Provided records section start
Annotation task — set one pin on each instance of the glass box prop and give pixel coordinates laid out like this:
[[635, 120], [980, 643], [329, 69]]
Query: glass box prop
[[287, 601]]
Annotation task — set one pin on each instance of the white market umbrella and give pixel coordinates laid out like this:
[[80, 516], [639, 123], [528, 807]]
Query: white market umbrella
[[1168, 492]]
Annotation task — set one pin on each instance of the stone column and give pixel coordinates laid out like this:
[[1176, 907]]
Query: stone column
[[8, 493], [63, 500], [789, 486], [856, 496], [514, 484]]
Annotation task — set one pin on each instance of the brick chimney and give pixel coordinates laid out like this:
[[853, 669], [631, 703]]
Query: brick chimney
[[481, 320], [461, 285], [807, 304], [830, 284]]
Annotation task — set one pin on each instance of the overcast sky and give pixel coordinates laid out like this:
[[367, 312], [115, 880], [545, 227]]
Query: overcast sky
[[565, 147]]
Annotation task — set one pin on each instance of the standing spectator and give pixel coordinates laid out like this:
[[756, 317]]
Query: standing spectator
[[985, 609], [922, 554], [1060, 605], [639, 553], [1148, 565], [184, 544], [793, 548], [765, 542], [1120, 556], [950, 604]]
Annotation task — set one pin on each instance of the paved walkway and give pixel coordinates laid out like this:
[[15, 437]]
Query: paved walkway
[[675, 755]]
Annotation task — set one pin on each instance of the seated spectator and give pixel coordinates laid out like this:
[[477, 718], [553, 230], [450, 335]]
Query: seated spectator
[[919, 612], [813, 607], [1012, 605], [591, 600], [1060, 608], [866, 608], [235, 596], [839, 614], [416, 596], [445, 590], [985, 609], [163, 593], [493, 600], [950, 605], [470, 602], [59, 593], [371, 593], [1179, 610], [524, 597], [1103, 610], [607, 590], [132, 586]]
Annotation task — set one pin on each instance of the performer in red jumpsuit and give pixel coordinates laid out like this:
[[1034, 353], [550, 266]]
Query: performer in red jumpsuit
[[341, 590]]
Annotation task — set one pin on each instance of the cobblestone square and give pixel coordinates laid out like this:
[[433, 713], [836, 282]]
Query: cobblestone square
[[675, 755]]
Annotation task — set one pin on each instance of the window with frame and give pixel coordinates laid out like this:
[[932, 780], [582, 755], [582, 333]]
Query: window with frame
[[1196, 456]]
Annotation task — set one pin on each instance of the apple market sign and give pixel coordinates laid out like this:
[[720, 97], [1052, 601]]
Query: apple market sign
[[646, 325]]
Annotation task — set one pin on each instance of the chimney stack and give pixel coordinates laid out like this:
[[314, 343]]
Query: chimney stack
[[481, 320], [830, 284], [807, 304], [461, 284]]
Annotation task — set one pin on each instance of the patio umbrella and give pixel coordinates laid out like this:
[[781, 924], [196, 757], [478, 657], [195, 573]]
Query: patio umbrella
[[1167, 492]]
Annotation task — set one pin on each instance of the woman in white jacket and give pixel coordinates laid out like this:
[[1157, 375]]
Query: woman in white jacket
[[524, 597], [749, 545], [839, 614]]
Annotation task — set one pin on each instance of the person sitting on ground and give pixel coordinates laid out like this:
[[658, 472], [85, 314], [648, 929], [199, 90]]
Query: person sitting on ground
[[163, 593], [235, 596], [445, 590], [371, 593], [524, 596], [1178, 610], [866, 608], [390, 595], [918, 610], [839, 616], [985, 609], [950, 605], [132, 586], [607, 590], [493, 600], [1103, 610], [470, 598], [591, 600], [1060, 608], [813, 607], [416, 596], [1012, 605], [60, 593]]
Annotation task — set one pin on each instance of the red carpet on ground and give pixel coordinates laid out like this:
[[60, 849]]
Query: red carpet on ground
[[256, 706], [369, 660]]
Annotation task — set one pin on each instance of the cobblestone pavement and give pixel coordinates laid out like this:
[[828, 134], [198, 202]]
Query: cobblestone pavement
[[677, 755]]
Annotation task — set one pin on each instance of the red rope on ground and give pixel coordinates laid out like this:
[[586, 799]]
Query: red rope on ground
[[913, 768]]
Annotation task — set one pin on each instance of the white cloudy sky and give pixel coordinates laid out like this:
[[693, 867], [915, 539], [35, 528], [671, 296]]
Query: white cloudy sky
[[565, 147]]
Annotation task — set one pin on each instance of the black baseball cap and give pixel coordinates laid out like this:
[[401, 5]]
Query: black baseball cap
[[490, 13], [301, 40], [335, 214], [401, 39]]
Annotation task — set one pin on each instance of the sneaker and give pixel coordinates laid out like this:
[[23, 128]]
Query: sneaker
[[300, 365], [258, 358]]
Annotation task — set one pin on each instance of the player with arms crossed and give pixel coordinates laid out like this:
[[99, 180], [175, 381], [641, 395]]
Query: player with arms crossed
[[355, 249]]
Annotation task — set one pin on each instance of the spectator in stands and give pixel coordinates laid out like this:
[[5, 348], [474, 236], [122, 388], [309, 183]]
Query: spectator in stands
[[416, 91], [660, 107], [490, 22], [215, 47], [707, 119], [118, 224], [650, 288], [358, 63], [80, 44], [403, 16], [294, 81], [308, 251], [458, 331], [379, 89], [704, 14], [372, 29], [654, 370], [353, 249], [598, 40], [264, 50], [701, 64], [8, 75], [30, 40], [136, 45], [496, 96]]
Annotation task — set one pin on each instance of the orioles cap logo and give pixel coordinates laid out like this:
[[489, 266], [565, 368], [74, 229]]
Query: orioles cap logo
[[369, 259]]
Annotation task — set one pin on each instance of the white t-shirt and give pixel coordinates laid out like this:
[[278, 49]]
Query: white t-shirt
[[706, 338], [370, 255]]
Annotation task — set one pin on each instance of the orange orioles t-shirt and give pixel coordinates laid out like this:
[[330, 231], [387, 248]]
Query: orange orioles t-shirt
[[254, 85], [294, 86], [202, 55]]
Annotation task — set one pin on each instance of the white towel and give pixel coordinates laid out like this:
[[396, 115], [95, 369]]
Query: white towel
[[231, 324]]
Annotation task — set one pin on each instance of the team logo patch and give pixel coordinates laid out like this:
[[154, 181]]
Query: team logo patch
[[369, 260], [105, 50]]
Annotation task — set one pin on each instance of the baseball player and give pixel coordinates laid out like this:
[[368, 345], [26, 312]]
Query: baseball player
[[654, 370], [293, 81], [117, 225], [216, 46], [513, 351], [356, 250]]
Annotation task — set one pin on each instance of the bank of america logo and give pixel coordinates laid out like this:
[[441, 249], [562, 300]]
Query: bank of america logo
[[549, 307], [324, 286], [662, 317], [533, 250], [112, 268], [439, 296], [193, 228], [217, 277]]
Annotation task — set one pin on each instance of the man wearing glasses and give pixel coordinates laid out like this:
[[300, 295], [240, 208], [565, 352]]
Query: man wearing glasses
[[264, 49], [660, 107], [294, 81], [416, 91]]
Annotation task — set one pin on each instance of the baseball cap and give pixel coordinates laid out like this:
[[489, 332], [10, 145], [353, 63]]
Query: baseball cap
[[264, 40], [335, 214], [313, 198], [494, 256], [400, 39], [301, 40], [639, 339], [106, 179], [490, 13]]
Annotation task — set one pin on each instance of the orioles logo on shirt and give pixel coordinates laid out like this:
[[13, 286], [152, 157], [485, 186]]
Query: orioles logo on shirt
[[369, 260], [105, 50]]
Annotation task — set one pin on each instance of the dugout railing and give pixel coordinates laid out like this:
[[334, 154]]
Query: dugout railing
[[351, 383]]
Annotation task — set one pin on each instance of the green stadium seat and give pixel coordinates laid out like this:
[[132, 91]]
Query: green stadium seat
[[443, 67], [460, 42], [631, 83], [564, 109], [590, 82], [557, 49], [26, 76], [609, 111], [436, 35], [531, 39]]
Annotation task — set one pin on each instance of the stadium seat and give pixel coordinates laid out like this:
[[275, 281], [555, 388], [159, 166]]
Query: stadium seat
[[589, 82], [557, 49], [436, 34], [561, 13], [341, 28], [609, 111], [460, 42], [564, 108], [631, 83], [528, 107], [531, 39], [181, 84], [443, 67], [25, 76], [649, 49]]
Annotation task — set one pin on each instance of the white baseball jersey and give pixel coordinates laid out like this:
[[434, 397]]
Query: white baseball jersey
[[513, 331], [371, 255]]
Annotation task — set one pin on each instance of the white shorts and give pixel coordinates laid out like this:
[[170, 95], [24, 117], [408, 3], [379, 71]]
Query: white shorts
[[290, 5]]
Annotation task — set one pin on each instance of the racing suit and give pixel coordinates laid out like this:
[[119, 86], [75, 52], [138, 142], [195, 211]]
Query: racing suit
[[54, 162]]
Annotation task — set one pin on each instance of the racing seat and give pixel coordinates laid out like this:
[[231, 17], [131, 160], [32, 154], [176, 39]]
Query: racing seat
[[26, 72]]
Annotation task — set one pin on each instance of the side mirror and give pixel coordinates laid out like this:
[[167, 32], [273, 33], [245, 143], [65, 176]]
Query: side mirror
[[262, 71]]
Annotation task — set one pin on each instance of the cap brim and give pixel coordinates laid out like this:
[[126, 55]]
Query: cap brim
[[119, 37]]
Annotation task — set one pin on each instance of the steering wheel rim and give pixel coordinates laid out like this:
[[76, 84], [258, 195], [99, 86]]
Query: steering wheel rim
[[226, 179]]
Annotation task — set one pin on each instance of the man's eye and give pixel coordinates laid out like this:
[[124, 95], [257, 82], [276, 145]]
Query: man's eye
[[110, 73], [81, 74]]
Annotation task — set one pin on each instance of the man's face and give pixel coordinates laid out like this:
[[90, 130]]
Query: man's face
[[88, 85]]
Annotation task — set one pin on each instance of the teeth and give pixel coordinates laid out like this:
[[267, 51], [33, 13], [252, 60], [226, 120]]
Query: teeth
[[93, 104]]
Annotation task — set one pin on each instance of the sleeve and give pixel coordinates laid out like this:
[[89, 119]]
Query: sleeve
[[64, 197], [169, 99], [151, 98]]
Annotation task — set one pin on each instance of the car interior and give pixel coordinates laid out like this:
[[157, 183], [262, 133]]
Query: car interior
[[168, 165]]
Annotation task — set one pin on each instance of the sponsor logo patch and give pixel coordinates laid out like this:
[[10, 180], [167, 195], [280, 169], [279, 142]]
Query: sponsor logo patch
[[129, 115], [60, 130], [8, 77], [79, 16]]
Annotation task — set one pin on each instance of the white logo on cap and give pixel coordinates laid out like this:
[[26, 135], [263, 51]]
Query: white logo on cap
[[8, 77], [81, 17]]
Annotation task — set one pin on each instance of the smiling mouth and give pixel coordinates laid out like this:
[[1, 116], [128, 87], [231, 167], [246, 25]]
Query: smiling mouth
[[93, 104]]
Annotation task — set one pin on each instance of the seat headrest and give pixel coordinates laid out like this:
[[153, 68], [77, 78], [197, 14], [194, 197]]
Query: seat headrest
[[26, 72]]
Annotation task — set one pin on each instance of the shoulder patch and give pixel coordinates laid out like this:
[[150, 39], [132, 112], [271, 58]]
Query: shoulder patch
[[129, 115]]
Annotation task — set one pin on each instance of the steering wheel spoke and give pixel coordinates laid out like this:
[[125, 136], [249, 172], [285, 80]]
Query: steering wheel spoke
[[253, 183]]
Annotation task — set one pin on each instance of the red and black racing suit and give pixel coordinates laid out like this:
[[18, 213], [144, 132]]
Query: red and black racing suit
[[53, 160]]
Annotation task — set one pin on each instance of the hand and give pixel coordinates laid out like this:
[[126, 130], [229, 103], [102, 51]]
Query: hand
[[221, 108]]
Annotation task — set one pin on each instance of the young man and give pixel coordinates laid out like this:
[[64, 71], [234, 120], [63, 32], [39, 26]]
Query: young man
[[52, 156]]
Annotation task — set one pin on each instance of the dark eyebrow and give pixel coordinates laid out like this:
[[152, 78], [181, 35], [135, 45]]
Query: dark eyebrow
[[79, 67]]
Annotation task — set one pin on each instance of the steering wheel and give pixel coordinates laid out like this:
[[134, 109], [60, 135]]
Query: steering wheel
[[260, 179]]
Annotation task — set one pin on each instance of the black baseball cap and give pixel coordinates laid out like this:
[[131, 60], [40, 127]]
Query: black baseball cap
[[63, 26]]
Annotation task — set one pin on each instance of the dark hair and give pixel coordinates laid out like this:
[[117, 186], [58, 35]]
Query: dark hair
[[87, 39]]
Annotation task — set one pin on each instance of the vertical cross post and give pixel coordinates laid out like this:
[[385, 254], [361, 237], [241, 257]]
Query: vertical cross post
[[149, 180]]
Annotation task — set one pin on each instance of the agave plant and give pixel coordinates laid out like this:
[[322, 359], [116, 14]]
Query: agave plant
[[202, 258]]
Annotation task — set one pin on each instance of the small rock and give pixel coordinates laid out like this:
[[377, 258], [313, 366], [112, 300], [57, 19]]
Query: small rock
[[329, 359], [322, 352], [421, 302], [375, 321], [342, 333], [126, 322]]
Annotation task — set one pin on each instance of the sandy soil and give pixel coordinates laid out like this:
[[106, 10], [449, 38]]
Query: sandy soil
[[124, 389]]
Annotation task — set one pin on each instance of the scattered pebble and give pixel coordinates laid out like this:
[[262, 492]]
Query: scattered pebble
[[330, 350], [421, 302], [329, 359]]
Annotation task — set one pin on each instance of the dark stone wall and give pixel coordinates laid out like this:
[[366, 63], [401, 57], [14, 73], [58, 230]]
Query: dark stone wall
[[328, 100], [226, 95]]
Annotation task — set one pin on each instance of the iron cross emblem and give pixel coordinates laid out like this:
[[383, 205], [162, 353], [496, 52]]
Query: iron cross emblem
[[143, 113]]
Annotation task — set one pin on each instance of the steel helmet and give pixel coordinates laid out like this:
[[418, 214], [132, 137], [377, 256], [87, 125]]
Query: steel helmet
Provided records section end
--- Task prompt ---
Every line from the line containing "[[314, 343]]" through the line containing "[[658, 472], [85, 314], [648, 929], [199, 90]]" in the records above must be retyped exactly. Leave out the rest.

--- Problem solution ---
[[314, 343]]
Query: chimney stack
[[481, 320], [830, 284], [807, 304], [461, 284]]
Annotation task — set one pin on each instance of the patio umbrella and give pixel coordinates laid out like this:
[[781, 924], [196, 757], [478, 657], [195, 573]]
Query: patio umbrella
[[1167, 492]]
Annotation task — set one pin on each instance of the woman in white jacket and give pixel coordinates laid out like this:
[[1157, 375]]
Query: woman in white jacket
[[524, 597], [749, 545], [839, 614]]
Annotation task — set one pin on each instance of the person sitting on ground and give pixel coordinates laid out like this:
[[658, 472], [85, 314], [648, 929], [199, 90]]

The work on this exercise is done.